----- Input -----

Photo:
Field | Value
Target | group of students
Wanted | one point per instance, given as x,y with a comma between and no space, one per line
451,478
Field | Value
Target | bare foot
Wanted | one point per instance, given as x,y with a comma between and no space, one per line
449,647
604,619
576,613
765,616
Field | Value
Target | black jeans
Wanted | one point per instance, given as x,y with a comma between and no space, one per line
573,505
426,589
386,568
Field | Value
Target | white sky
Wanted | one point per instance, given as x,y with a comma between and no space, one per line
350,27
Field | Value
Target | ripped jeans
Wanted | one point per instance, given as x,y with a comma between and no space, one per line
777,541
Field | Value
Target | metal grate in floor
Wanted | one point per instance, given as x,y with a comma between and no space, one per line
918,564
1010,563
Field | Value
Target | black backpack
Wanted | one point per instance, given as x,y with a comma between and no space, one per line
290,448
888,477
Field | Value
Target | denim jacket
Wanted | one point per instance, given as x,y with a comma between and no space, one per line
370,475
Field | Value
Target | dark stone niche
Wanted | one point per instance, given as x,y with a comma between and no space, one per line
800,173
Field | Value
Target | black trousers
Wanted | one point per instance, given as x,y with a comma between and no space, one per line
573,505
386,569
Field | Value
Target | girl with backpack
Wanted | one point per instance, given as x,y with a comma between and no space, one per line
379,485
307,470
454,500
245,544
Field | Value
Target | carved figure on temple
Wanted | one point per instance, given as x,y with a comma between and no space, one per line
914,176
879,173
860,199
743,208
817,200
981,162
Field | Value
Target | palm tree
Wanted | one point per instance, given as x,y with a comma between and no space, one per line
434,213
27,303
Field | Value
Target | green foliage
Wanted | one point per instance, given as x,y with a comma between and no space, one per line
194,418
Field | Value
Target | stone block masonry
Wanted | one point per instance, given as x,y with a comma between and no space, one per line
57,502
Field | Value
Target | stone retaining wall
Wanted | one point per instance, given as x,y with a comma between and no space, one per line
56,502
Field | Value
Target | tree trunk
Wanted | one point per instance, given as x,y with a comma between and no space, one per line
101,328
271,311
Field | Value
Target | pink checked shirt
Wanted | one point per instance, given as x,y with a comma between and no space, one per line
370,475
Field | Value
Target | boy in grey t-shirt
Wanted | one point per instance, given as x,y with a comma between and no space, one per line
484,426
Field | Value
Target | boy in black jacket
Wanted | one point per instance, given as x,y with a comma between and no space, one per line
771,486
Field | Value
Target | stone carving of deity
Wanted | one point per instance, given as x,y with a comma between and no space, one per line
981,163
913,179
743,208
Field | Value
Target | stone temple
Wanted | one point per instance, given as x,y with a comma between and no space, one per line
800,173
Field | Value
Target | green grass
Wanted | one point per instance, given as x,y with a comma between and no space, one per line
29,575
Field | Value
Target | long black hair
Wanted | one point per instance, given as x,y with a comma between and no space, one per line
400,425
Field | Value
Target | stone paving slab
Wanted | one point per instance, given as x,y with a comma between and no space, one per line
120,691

-----

# [Your task]
In the entries above, find every line holding the word "temple" and copy it out.

# [Finished task]
Target | carved figure on temple
Target | stone temple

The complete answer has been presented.